### Exercise brief
Please transcribe the records below line for line, without changing a single character.

[begin Material to process]

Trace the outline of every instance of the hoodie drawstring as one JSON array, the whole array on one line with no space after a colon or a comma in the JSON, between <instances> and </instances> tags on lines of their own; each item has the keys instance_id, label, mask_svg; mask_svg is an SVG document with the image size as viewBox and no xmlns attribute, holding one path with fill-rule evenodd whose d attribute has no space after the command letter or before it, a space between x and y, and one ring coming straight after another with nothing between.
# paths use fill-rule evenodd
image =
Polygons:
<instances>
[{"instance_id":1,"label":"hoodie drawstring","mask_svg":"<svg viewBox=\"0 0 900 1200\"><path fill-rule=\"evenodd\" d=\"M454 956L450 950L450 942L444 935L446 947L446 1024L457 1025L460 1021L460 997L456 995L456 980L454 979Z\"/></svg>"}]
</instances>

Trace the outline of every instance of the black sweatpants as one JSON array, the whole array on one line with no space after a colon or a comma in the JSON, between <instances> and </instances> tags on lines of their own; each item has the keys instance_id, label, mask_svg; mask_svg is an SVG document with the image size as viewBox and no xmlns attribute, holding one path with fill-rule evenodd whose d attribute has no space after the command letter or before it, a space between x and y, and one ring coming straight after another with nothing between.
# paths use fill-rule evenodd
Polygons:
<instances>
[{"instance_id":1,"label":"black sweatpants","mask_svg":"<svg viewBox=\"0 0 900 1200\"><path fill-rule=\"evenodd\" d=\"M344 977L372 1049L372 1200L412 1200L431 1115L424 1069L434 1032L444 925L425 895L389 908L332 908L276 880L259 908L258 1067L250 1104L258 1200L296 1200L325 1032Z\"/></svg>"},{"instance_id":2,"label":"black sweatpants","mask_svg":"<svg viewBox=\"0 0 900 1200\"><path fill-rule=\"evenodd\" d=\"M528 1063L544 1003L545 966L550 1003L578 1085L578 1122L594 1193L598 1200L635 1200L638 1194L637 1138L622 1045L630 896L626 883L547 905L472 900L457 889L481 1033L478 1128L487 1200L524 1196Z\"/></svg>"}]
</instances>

[end Material to process]

### Worked solution
Trace the outline of every instance of the hoodie drawstring as one JSON array, the whole array on one line with no space after a colon or a comma in the JSON, between <instances> and </instances> tags on lines of their own; each item has the keys instance_id, label, mask_svg; mask_svg is an SVG document with the image size as viewBox and no xmlns attribute, holding one path with fill-rule evenodd whose d attribute has no space after the command letter or before it, a space between x and y, and one ring coming straight after another with nothing between.
# paths use fill-rule evenodd
image =
Polygons:
<instances>
[{"instance_id":1,"label":"hoodie drawstring","mask_svg":"<svg viewBox=\"0 0 900 1200\"><path fill-rule=\"evenodd\" d=\"M454 956L450 950L450 942L444 935L446 947L446 1024L457 1025L460 1021L460 997L456 995L456 980L454 979Z\"/></svg>"}]
</instances>

Trace the outline of every instance of the black sweatpants as one JSON array, the whole array on one line with no space after a colon or a comma in the JSON, between <instances> and </instances> tags on lines of their own; each item has the keys instance_id, label, mask_svg; mask_svg is an SVG document with the image size as viewBox and no xmlns attribute, holding one path with fill-rule evenodd whose d attribute has no space after the command letter or before it, a space between x and y, and one ring coming straight after another with nothing between.
# paths use fill-rule evenodd
Polygons:
<instances>
[{"instance_id":1,"label":"black sweatpants","mask_svg":"<svg viewBox=\"0 0 900 1200\"><path fill-rule=\"evenodd\" d=\"M344 977L372 1049L372 1200L412 1200L431 1115L424 1069L434 1032L444 925L425 895L389 908L332 908L276 880L259 908L258 1067L250 1104L258 1200L296 1200L325 1032Z\"/></svg>"},{"instance_id":2,"label":"black sweatpants","mask_svg":"<svg viewBox=\"0 0 900 1200\"><path fill-rule=\"evenodd\" d=\"M528 1063L544 1003L545 966L550 1003L578 1085L578 1122L594 1193L598 1200L635 1200L638 1194L637 1138L622 1045L630 896L626 883L547 905L472 900L457 889L481 1033L478 1128L487 1200L524 1196Z\"/></svg>"}]
</instances>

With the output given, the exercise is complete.